━━━━━ Text section

How do we hurt others? This may seem like an obvious question, yet it isn’t so obvious when we come to think of it. Of course there are the obvious cases where we purposely hurt others for a variety of reasons. This type of hurting often ‘goes around’ where one person or group hurts another and the victim then attacks the victimizer. Both take turns hurting one another. Now this type of hurting is obvious, but often only from the outside. As we can observe with individuals and countries it often happens that each entity feels like a victim and denies being an aggressor. Denial frequently occurs in the case of hurt. I see this in the case of families.

It is my experience that a great deal of individual hurt begins in the family. That is the reason that I will ask people to give me a family history. During the history I am aware that not only the family members denied hurting one another, but the individual will deny that they were hurt. For example, I will ask someone who is suffering from something like depression and/or addiction what it was like growing up in their family. Often they will talk about parents who judged, belittled, hit, ignored, tormented and generally abused them in one manner or another. Yet in the next breath they will say that the parent was ‘loving’, or ‘did the best they could’. I will often agree that there was love shown, but I need to emphasize that there was also hurt. Children of alcoholic families are prime examples of denied hurt. Nevertheless, I want to make it clear that people are often not aware of hurting one another, especially in the family. How can we become aware that we hurt others?

I believe that a person needs to begin by seeing that he or she is indeed hurt. Wounded people hurt other people. We pass the hurt around – a pecking order, so to speak. Again, we often need to confront our denial that our hurt began in our family of origin. I realize that it causes clients a great deal of stress and anxiety to admit that their parents hurt them. However, I will explain that many relationships are mixed, with positive and negative. One does not have to negate the other. For example, a codependent parent can do harm to a child by trying to take over that child’s life. Nevertheless, the codependency and the harm it causes will often be denied by the parent and child because there often was a conscious good intent on the part of the parent. Nonetheless, even in the case of outright injury there is usually denial present.

━━━━━━━━━━
━━━━━ Provided material

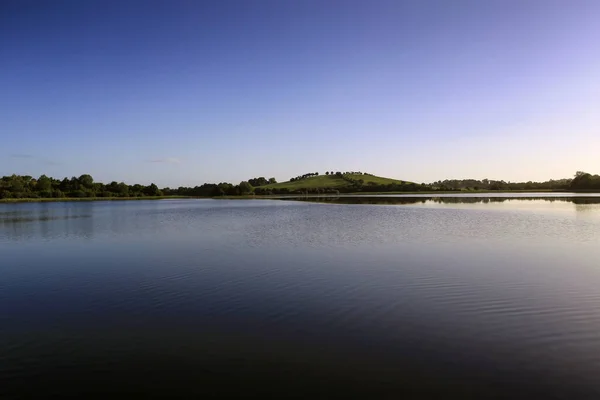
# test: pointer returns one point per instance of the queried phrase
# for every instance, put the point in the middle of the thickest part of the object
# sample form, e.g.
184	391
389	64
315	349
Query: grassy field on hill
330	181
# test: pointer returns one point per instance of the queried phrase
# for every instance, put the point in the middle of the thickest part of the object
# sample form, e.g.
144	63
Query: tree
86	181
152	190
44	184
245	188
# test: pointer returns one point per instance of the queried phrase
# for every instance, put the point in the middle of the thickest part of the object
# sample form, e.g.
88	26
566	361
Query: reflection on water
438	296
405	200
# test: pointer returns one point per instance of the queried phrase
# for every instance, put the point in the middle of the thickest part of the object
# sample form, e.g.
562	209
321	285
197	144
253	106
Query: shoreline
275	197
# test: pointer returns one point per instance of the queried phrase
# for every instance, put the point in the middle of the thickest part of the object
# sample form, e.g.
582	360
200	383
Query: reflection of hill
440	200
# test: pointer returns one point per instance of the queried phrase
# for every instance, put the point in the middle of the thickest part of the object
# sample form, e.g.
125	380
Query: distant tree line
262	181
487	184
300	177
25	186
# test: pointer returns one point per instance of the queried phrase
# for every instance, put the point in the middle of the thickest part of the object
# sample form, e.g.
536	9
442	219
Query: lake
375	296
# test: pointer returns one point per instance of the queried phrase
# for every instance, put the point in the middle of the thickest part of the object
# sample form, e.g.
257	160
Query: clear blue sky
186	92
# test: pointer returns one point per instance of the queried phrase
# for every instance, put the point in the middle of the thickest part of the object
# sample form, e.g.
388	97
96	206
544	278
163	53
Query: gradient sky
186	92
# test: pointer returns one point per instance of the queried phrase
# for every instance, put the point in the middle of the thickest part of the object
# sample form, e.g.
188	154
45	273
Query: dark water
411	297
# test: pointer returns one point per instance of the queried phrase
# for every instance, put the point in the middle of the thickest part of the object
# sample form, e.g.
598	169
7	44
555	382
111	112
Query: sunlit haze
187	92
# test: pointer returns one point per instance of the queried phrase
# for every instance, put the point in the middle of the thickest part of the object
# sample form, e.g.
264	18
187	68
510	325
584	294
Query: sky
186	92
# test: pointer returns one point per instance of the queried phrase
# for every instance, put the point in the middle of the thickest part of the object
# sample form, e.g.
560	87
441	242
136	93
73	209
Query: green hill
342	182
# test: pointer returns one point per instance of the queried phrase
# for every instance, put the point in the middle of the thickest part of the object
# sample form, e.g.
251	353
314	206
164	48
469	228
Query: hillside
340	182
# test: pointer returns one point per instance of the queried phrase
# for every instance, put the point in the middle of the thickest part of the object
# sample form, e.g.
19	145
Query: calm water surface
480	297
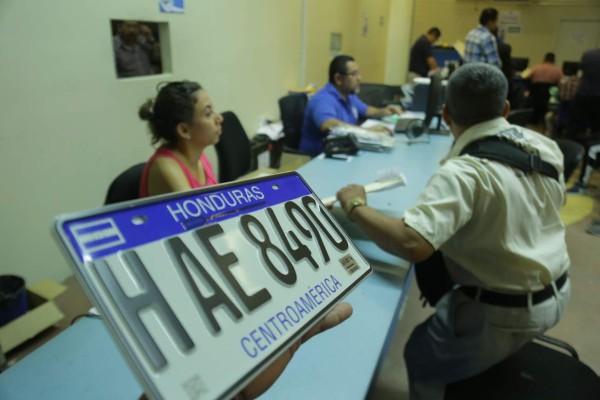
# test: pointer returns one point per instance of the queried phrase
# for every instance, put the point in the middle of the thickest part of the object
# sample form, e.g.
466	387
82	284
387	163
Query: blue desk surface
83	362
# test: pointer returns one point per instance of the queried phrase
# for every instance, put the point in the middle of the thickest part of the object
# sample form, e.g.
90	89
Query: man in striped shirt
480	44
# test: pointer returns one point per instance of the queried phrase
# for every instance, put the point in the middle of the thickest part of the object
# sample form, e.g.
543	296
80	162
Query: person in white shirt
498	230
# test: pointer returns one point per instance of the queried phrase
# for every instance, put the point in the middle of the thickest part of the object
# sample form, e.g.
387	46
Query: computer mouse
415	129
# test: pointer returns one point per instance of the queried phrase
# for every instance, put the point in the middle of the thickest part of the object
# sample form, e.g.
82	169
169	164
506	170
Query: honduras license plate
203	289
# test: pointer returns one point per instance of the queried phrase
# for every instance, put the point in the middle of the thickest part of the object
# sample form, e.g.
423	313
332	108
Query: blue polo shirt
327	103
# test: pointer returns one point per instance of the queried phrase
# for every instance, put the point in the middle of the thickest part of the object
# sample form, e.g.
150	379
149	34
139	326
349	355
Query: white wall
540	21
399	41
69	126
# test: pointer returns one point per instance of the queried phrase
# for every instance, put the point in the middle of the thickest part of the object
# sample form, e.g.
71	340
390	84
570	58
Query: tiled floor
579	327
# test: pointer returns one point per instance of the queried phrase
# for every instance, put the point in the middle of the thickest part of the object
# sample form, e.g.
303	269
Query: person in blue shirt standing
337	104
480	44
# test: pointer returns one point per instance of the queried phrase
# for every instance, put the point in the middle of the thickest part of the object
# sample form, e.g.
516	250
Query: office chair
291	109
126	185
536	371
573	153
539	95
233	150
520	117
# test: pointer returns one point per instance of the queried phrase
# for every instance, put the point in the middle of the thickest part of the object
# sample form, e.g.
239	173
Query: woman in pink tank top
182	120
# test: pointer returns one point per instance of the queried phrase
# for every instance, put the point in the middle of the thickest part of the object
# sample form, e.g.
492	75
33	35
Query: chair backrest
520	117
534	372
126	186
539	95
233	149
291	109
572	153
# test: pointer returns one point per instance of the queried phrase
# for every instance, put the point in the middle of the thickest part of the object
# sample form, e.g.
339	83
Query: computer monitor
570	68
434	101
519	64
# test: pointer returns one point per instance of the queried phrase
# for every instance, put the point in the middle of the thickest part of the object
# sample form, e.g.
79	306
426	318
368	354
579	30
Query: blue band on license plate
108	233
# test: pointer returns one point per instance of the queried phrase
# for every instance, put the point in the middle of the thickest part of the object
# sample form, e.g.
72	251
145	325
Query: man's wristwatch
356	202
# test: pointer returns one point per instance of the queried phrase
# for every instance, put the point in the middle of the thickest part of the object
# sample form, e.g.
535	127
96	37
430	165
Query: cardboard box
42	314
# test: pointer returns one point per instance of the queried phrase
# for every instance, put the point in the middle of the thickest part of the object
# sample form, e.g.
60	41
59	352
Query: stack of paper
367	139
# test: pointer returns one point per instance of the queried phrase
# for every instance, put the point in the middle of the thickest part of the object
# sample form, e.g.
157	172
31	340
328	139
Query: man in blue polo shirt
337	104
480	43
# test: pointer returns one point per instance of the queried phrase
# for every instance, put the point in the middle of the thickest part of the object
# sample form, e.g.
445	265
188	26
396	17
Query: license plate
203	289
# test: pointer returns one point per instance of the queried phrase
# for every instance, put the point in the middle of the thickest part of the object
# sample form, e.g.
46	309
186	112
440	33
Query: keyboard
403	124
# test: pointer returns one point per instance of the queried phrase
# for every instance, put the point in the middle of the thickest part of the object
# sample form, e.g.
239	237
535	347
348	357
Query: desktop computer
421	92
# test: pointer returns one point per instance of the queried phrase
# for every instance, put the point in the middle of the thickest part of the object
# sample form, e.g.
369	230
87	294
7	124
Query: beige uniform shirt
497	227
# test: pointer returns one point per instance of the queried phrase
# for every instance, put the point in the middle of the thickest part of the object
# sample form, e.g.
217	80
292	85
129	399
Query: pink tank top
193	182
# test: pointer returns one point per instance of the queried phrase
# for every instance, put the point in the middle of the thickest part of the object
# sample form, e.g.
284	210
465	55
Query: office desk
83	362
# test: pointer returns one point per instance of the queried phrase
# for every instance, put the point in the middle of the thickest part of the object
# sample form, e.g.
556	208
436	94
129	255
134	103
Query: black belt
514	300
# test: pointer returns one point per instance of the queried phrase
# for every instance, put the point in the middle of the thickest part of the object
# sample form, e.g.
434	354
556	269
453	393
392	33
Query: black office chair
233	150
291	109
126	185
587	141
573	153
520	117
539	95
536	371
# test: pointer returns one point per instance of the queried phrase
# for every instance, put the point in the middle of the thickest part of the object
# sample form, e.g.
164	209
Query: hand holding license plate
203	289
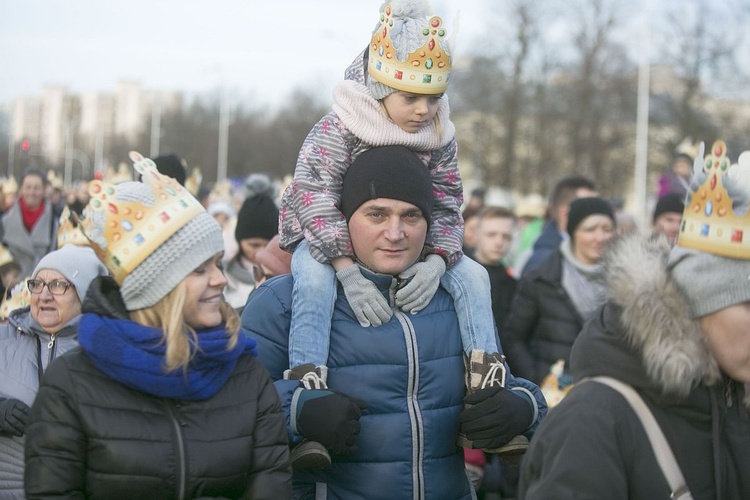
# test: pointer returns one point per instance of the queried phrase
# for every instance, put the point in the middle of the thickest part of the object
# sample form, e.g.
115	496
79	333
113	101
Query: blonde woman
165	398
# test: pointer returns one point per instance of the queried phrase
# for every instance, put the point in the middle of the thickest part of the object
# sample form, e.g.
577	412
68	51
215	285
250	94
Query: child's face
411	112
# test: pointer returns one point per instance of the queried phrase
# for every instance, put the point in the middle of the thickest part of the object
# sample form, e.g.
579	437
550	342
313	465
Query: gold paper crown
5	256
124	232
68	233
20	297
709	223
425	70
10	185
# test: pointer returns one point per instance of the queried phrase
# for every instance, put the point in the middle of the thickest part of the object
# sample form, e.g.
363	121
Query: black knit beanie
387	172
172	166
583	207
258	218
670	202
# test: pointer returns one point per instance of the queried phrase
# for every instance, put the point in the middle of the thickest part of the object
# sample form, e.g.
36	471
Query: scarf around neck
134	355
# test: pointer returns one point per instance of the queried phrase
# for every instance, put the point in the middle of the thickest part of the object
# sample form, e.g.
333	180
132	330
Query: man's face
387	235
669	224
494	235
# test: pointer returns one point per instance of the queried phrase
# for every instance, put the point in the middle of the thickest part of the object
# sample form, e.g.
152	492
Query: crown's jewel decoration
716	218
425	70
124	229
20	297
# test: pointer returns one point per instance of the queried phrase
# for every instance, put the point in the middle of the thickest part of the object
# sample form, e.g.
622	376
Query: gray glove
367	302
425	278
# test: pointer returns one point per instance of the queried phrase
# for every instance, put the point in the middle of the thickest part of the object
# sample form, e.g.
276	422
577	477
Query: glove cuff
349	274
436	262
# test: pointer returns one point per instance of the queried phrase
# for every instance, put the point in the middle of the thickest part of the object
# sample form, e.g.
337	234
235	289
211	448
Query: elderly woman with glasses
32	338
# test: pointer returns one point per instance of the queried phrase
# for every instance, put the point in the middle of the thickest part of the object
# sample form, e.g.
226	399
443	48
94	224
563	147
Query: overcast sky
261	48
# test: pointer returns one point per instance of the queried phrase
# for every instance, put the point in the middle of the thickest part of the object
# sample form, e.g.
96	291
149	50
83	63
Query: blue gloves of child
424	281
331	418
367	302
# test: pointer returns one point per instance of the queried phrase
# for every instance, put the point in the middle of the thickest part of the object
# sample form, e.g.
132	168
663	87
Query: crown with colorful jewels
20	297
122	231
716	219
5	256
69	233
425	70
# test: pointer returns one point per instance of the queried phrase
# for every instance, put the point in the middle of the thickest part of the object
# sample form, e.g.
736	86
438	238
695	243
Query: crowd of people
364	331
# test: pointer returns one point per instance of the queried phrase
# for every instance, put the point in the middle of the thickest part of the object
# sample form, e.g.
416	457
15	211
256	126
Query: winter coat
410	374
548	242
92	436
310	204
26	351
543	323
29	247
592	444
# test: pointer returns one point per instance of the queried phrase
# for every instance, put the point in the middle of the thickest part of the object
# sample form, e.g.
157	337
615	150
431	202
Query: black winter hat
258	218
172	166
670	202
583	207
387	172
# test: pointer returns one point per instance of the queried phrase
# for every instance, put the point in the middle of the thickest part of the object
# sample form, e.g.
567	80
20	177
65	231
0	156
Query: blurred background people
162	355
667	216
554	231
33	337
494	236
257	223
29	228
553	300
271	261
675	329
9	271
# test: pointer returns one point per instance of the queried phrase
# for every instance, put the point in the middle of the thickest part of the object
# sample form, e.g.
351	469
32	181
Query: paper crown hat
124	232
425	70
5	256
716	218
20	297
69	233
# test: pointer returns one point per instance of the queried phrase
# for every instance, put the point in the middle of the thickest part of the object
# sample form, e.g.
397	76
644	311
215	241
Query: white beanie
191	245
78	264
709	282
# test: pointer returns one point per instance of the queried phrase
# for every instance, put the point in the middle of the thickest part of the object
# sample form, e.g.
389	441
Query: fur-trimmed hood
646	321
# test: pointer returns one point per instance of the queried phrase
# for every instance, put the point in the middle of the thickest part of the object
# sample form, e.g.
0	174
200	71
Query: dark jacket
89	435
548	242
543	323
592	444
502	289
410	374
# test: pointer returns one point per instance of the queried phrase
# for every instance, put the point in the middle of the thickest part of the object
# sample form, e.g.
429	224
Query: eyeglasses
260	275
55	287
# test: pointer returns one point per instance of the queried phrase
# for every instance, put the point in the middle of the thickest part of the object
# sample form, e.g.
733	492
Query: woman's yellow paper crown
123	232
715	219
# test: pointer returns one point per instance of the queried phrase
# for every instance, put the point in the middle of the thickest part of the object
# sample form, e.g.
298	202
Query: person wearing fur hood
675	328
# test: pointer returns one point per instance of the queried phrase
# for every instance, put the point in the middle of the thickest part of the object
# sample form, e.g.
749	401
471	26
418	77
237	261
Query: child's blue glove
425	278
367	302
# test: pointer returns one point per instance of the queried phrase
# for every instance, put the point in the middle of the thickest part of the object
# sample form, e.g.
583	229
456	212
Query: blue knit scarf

━━━━━━━━━━

Required action 1.
In the text on how we hurt others, whom does the author call prime examples of denied hurt?
Required action 2.
From the text on how we hurt others, copy the words between "How do we hurt" and "case of families.", inclusive.

Written response 1.
Children of alcoholic families.

Written response 2.
How do we hurt others? This may seem like an obvious question, yet it isn’t so obvious when we come to think of it. Of course there are the obvious cases where we purposely hurt others for a variety of reasons. This type of hurting often ‘goes around’ where one person or group hurts another and the victim then attacks the victimizer. Both take turns hurting one another. Now this type of hurting is obvious, but often only from the outside. As we can observe with individuals and countries it often happens that each entity feels like a victim and denies being an aggressor. Denial frequently occurs in the case of hurt. I see this in the case of families.